_Given problem_:
Find every line in the listing below that contains the word "bare" and copy each of those lines. Matches must have the same capitalization.

_Provided records_:
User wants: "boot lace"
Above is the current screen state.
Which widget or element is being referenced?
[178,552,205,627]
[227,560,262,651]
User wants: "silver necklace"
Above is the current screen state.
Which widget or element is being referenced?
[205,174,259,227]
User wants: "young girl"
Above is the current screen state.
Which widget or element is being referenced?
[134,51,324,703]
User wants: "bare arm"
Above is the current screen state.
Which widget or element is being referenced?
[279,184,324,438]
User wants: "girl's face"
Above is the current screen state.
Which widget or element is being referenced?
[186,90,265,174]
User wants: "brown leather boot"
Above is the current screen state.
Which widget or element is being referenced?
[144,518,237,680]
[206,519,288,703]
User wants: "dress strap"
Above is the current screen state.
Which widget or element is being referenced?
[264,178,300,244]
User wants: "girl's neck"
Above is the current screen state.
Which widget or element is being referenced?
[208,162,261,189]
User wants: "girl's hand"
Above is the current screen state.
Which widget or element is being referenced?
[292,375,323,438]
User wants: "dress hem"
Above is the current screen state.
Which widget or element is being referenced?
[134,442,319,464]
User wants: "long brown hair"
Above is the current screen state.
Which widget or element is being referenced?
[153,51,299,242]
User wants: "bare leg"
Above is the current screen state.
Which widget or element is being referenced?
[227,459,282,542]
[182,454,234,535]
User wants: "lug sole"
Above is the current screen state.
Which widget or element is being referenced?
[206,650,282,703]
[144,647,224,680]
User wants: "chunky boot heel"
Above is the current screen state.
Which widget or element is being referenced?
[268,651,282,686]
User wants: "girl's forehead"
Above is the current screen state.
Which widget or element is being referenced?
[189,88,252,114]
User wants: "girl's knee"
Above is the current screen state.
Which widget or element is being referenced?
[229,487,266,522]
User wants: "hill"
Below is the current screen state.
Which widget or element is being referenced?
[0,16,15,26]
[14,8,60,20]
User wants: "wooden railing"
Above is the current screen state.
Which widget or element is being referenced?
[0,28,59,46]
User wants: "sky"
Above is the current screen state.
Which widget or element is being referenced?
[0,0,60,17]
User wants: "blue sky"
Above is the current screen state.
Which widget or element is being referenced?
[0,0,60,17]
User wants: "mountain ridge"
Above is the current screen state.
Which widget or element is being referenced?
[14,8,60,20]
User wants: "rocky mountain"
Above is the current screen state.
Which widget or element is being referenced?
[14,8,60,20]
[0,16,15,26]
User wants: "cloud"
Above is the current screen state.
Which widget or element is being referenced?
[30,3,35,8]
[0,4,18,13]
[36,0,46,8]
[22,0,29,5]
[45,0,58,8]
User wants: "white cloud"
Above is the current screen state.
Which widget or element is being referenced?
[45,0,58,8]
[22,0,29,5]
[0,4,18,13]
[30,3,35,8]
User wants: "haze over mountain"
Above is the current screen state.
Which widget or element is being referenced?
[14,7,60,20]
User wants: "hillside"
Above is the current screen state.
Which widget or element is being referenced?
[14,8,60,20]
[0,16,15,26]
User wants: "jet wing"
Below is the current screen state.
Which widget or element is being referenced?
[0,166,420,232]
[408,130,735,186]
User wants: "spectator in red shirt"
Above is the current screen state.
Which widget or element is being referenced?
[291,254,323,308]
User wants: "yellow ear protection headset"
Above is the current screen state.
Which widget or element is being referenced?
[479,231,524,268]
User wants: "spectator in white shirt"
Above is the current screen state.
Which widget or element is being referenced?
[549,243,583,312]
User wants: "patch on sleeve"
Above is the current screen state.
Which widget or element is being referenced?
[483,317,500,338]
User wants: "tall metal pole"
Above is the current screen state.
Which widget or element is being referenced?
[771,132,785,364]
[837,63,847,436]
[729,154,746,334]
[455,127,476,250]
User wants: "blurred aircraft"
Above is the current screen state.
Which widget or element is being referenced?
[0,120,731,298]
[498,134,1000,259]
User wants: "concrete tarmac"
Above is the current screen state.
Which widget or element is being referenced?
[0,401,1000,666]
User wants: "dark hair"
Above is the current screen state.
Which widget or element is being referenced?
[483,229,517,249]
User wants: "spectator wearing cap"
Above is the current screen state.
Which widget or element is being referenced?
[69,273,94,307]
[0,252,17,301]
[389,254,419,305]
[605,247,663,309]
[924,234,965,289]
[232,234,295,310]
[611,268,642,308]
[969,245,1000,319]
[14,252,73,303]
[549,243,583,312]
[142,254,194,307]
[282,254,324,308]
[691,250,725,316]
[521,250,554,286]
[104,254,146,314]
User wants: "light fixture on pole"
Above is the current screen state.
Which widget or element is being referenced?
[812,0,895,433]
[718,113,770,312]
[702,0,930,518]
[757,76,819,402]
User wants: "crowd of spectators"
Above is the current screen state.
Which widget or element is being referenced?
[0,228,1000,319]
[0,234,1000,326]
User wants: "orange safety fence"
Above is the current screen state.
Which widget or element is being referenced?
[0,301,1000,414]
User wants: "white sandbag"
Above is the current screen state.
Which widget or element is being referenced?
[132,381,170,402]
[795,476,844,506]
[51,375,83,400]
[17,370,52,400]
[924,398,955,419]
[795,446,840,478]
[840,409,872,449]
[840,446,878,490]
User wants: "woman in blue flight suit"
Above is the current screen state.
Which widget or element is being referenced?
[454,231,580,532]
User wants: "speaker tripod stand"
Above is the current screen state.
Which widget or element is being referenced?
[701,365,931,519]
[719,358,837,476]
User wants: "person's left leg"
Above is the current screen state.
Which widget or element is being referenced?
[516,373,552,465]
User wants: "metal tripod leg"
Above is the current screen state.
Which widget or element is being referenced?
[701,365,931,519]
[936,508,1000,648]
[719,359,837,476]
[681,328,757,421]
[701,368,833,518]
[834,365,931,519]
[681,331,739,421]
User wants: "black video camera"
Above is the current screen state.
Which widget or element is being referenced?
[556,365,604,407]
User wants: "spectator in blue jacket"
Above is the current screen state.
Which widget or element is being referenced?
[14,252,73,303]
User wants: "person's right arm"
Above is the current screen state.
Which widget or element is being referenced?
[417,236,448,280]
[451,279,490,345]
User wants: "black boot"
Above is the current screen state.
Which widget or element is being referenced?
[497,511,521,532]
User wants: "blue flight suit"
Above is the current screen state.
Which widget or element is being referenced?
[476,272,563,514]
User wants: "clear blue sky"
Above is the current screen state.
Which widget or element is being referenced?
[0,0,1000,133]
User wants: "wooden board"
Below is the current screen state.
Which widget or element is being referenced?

_Solved problem_:
User wants: "bare arm"
User wants: "bare leg"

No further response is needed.